RECORDS FOR THE TASK:
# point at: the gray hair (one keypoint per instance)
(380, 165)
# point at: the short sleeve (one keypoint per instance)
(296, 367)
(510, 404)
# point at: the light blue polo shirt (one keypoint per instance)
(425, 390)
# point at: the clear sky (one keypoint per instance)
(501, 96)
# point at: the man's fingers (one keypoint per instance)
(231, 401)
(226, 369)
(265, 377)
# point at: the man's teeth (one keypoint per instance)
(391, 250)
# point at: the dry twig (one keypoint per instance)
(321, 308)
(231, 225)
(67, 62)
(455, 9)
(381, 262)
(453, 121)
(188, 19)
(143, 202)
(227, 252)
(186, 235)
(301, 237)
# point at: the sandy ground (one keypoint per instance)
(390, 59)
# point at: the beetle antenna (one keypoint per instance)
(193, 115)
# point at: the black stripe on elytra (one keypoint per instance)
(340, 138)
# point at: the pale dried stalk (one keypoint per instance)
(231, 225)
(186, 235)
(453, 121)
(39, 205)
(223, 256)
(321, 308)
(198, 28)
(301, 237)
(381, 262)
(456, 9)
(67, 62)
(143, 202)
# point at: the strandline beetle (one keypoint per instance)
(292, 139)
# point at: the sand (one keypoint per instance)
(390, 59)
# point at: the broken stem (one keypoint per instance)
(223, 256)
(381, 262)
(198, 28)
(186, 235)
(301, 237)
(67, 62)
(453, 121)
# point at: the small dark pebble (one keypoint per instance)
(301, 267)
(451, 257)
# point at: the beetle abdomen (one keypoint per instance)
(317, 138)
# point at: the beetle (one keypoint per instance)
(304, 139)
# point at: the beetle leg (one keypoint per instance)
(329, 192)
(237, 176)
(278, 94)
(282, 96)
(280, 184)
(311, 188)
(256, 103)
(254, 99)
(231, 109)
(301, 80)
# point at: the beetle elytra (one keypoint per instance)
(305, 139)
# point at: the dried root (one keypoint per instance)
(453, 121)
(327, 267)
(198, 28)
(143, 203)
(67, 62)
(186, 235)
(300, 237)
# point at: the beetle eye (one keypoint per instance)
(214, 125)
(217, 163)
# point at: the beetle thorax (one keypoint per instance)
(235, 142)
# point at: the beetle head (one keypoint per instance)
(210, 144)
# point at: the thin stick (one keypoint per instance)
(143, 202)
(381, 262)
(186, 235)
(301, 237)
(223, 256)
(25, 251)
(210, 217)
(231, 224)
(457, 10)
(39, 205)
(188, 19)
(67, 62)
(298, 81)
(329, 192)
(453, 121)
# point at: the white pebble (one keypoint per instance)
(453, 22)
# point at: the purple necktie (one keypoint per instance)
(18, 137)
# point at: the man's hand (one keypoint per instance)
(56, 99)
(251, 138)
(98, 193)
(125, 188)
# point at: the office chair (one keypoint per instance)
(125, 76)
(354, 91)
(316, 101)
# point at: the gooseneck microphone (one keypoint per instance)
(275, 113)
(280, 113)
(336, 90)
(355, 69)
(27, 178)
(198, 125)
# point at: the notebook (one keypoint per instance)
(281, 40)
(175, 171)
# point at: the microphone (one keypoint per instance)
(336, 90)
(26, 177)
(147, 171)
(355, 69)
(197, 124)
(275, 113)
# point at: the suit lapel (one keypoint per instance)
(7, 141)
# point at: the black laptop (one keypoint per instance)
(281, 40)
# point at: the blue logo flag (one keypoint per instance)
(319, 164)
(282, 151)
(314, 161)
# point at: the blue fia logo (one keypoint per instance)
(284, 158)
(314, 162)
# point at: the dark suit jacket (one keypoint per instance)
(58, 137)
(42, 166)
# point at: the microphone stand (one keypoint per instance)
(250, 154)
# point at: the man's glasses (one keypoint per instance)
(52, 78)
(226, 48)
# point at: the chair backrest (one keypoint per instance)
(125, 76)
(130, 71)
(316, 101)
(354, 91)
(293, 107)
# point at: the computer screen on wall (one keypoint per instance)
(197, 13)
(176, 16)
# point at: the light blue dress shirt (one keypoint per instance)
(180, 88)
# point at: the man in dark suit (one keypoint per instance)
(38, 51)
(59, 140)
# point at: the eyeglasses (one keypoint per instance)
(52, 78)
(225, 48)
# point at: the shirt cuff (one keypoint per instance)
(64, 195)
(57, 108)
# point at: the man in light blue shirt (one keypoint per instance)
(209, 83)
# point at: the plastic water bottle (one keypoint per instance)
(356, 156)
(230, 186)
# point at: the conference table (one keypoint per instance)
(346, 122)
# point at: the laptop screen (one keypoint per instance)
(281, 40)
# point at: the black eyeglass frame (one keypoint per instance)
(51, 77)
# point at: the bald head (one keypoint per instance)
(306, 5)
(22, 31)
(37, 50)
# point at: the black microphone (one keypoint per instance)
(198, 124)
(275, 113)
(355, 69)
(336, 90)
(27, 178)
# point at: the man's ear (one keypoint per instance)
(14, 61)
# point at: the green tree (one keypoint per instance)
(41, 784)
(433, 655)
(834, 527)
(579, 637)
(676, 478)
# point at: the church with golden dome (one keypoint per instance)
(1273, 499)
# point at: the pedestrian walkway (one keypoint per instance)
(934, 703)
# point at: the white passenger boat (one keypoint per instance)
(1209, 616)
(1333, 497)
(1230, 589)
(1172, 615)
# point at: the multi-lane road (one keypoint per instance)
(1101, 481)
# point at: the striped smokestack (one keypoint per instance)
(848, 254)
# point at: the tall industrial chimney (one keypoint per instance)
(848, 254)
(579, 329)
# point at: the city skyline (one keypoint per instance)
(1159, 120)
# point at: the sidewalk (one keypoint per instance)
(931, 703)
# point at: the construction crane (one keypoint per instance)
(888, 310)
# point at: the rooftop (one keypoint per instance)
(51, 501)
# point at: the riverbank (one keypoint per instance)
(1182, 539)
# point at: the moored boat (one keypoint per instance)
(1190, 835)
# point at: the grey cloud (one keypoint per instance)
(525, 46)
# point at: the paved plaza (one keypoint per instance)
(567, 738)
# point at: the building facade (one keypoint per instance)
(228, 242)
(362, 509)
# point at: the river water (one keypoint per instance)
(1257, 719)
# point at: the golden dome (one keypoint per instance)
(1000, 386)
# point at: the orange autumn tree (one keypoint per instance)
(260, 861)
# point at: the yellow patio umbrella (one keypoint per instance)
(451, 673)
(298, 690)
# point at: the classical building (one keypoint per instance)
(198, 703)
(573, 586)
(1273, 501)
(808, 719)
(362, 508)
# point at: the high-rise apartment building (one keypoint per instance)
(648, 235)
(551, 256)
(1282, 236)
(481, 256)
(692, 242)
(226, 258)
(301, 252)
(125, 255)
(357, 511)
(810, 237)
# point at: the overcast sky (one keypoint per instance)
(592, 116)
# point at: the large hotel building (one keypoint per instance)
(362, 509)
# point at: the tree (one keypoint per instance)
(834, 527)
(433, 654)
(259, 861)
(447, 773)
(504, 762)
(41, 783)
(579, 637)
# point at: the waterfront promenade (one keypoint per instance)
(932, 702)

* * *

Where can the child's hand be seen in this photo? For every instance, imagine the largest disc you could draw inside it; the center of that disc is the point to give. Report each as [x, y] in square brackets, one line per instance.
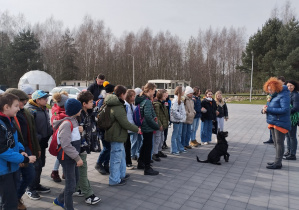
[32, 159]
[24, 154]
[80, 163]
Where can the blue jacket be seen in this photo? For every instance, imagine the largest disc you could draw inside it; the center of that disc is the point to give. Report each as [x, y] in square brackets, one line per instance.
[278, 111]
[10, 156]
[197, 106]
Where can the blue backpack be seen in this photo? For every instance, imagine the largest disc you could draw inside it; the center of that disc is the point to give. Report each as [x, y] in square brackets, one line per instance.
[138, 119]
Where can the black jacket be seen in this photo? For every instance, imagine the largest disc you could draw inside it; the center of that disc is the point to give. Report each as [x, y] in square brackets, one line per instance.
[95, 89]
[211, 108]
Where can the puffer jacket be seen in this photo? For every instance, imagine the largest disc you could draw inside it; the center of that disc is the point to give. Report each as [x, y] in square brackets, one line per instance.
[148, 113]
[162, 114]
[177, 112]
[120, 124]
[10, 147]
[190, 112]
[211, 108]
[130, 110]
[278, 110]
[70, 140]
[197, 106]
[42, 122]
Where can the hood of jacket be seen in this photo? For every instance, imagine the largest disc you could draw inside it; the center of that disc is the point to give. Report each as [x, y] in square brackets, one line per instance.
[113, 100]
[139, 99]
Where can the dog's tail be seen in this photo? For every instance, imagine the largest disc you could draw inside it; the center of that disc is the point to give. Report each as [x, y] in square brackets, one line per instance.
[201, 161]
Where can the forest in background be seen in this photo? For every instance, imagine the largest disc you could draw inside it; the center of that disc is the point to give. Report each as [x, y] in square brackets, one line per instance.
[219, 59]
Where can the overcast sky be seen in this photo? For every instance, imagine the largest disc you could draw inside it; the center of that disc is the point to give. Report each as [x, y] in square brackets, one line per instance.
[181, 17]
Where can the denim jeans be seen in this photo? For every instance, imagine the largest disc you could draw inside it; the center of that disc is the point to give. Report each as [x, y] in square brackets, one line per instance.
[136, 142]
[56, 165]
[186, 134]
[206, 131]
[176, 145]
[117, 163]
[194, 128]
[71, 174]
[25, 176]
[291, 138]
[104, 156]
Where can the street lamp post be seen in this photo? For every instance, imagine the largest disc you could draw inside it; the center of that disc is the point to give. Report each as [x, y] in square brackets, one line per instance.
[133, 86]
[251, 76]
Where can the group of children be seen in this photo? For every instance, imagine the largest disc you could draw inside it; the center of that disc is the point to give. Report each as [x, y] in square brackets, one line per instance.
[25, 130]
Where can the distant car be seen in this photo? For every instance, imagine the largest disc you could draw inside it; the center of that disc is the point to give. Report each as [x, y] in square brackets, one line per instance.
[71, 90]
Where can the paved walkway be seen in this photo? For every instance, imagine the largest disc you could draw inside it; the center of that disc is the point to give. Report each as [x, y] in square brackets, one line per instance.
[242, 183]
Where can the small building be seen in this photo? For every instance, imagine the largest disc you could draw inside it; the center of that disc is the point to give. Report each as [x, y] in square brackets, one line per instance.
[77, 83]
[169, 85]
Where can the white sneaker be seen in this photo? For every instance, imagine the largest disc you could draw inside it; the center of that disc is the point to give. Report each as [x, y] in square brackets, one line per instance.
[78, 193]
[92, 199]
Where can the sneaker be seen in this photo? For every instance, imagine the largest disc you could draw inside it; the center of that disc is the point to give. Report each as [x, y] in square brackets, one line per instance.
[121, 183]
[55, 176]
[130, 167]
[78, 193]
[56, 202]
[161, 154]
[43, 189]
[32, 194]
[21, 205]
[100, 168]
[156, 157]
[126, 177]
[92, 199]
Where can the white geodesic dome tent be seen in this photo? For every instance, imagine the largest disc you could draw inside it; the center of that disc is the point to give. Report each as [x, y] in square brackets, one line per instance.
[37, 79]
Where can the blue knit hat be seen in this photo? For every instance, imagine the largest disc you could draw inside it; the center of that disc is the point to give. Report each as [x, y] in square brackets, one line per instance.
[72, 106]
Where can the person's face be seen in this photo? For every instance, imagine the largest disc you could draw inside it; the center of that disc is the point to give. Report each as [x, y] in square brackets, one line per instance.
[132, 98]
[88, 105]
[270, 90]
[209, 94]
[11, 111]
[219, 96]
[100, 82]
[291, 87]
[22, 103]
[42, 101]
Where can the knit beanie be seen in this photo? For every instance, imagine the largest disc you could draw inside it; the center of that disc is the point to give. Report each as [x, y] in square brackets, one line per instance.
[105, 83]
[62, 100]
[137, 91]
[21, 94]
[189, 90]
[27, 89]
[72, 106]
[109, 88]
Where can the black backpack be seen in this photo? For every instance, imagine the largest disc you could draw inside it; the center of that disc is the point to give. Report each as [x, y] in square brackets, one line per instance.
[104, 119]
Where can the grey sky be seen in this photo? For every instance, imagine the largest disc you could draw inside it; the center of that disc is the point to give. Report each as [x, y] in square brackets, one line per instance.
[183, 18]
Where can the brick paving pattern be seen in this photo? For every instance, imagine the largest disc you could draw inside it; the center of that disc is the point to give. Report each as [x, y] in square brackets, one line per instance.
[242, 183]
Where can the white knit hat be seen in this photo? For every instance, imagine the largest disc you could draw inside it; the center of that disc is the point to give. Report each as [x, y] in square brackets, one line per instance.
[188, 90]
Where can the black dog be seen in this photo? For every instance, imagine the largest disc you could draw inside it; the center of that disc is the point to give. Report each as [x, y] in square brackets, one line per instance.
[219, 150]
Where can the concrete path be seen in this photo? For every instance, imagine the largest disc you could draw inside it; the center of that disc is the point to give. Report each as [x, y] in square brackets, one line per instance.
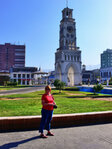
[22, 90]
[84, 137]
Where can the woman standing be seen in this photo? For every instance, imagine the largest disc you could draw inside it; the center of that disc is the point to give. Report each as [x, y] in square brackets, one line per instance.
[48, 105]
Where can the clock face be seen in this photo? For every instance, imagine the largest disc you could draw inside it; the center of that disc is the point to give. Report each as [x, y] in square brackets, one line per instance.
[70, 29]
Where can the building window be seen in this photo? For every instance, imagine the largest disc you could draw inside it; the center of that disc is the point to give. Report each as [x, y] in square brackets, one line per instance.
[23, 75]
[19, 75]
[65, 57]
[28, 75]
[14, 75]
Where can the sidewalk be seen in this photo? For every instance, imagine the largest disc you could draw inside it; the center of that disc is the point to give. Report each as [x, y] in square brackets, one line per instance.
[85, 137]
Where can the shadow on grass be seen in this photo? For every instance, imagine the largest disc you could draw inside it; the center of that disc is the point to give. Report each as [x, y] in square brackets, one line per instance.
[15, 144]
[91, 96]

WHAT THIS TASK INVOLVES:
Gather every line of the entries above that contains the word "elytra", and copy each of those lines in full.

SOLUTION FOR THIS PROBLEM:
# point at: the black stripe on elytra (one keypoint per instance)
# point at: the beetle elytra (one keypoint per instance)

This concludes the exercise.